§ **Provided passage**
As a consequence of the Soviet intervention in Afghanistan, groups on both sid3es of the border, armed with modern automatic weapons, indulged in heavy clashes with guards when smugglers were intercepted. The unraveling of the Soviet Union also led to the break-up of the previously centralized anti-narcotics effort. The achievement of independence on the part of a number of non-Russian republics now prevent  cross-borden cooperation of police and customes officials but proves to be no obstacle to criminal trafficking. Nacro-mafia possesses large amounts of money to subvert those who should be combatiting them. The establishment of the Commonwealth of Independent States (CIS) has in no way provided a key to the growing problem. The phenomenon is so exceptional that anti-drug activity has been written into the new Russian military doctrine. However, in addition to the lack of knowledge of modern investigative techniques and a chronic shortage of all kinds of equipment, the large sums of money, resulting from the drugs trade, is fuelling the corruption. Further, the opening of the borders since the collapse of the Communist bloc (1989) created new opportunities to ease the smuggling of drugs from far away places in the East.

While Iran became a major transshipment point for illegal opiates from Pakistan and Afghanistan, opium and heroine (not hashis) export from the latter increased even after the control of the country by the Taliban fundamentalist leadership, which imposed a ban on hashish, consumed by the Afghans, but not on poppies from which opium and heroine are made and exported. Islamic guerillas from Afghanistan have been endeavouring to extend their influence in Tajikistan and even beyond.

Owing to Pakistan’s vulnerable borders with Afghanistan in the north and its long coastal belt in the south, that country’s geographical location is perfect for drug trafficking.[20] For some years now, heroin has become the lifeblood of Pakistan’s economy and political system. Those who hold purse strings in production and transport purchase protection, gain access to political circles, and acquire large shares in industries and banking. It is also a major source for groups of local people, including the terrorists absorbed in violence at home and across the border. The profit to drug dealers is over $8 billion or almost double Pakistan’s annual budget. The country provides transit routes for drugs reaching the West via Pakistan International Airways (PIA) or the Karachi port, the main narcotics entrepot in the region. Hyderabad in Sindhi is also a leading way station for heroin on its way down to Karachi. Heroin in sold and bought throughout much of Punjab. The underworld of the legendary city of Lahore, whose oriental charm has allured the invader and tourist alike since times immemorial, is now run by various heroin gangs. The PIA routine was so repeatedly used that the Saudi Arabian authorities warned that direct flights between Peshawar and Jeddah could be stopped. [21] The Karachi course passes through Yemen to Southern Europe or the African route via Somalia and Ethiopia to Kenya and onwards. The Balkan journey starts in Afghanistan and advances via Pakistan, Iran, and Turkey.[22]

The ban by the Iranian Revolution on all forms of narcotics production and consumption pressurized dealers to go underground or abroad, principally to Pakistan. Settling in Karachi and Quetta, the latter the capital-city of Pakistani Baluchistan, they helped reconstruct and enlarge covert drug activities. The ban by the Zia-ul Haq regime, especially the Prohibition Order of 1979, further coerced the dealers to go underground and bolstered the hands of the long-standing networks in the North-West Frontier Province and Punjab. In spite of General Zia’s Islamization policy, some senior officials around him were reportedly engrossed in drug-related pursuits. The war in Afghanistan disrupted some of the old routes, bringing Pakistan more to the foreground in the illicit drug trade. Such blossoming narco-link, aided by all these circumstances, enabled Pakistan’s Inter-Services Intelligence (ISI) as much as the drug smugglers to bring arms to several parts of India including Kashmir.

§ **Dataset records**
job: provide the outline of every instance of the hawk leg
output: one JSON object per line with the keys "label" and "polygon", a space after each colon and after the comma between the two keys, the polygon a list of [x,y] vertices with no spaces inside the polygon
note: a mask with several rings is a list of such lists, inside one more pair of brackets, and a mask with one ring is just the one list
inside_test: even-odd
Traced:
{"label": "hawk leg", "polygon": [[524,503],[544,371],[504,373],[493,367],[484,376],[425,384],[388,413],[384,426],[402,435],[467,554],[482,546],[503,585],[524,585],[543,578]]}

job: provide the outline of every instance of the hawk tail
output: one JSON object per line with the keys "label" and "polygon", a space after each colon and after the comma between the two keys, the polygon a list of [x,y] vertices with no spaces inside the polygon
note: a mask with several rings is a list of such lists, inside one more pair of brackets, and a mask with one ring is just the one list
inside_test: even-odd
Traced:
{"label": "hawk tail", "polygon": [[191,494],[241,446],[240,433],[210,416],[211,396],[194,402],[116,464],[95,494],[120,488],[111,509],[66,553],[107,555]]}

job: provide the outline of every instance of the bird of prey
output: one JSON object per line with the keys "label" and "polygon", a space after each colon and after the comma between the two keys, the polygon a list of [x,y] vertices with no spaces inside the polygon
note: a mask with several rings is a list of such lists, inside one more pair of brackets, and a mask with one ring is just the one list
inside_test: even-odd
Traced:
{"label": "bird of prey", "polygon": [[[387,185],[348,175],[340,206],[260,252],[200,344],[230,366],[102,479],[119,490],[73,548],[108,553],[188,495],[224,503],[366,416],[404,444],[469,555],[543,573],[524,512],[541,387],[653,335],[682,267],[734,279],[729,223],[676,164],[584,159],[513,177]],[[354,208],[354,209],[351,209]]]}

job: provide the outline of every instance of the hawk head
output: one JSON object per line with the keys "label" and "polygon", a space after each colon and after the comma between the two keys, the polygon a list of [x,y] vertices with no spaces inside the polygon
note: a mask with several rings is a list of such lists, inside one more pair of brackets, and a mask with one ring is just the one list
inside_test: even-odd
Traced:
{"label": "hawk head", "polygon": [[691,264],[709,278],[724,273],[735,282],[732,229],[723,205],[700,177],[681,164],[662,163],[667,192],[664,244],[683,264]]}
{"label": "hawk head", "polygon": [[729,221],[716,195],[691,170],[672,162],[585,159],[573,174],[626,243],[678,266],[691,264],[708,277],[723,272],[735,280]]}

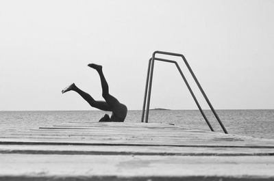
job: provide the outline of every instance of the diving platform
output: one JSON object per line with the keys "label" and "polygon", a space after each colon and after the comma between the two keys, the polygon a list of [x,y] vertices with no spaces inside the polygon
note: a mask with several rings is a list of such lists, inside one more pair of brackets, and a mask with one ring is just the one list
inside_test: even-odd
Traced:
{"label": "diving platform", "polygon": [[272,139],[132,122],[0,133],[0,180],[274,180]]}

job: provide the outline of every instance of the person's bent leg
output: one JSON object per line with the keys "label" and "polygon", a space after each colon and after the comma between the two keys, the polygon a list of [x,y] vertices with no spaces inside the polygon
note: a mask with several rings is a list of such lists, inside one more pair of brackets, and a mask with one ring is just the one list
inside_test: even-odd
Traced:
{"label": "person's bent leg", "polygon": [[[123,104],[121,104],[116,98],[110,94],[108,85],[105,80],[105,76],[103,75],[102,66],[94,64],[90,64],[88,66],[95,69],[98,72],[102,87],[103,98],[112,109],[112,112],[114,113],[114,117],[116,117],[116,120],[119,122],[123,122],[127,113],[127,107]],[[112,117],[113,117],[112,116]]]}
{"label": "person's bent leg", "polygon": [[94,98],[88,93],[81,90],[79,89],[75,83],[72,83],[69,86],[64,88],[62,93],[64,94],[68,91],[75,91],[78,93],[88,103],[93,107],[97,108],[100,110],[105,111],[112,111],[112,109],[110,105],[104,101],[97,101],[94,100]]}

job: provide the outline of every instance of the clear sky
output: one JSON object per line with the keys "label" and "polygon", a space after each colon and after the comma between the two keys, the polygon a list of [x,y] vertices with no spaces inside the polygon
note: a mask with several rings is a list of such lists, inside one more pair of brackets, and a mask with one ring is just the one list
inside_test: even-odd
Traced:
{"label": "clear sky", "polygon": [[[92,62],[112,95],[141,109],[156,50],[184,54],[216,109],[274,109],[273,10],[268,0],[1,1],[0,110],[95,110],[61,94],[74,82],[102,100]],[[197,109],[174,65],[155,62],[151,107]]]}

§ **Objectives**
(1) For each statement, answer yes or no according to the passage on drug trafficking, and quote the words that decide it: (a) The profit to drug dealers comes to almost double Pakistan's annual budget. (b) Saudi Arabian authorities stopped direct flights between Peshawar and Jeddah. (c) Dealers who left Iran after the ban settled in Karachi and Quetta.
(2) Reproduce everything in the passage on drug trafficking from "While Iran became" down to "and even beyond.", word for word.

§ **Worked answers**
(1)
(a) Yes: "The profit to drug dealers is over $8 billion or almost double Pakistan’s annual budget."
(b) No: "the Saudi Arabian authorities warned that direct flights between Peshawar and Jeddah could be stopped."
(c) Yes: "Settling in Karachi and Quetta, the latter the capital-city of Pakistani Baluchistan, they helped reconstruct and enlarge covert drug activities."

(2)
While Iran became a major transshipment point for illegal opiates from Pakistan and Afghanistan, opium and heroine (not hashis) export from the latter increased even after the control of the country by the Taliban fundamentalist leadership, which imposed a ban on hashish, consumed by the Afghans, but not on poppies from which opium and heroine are made and exported. Islamic guerillas from Afghanistan have been endeavouring to extend their influence in Tajikistan and even beyond.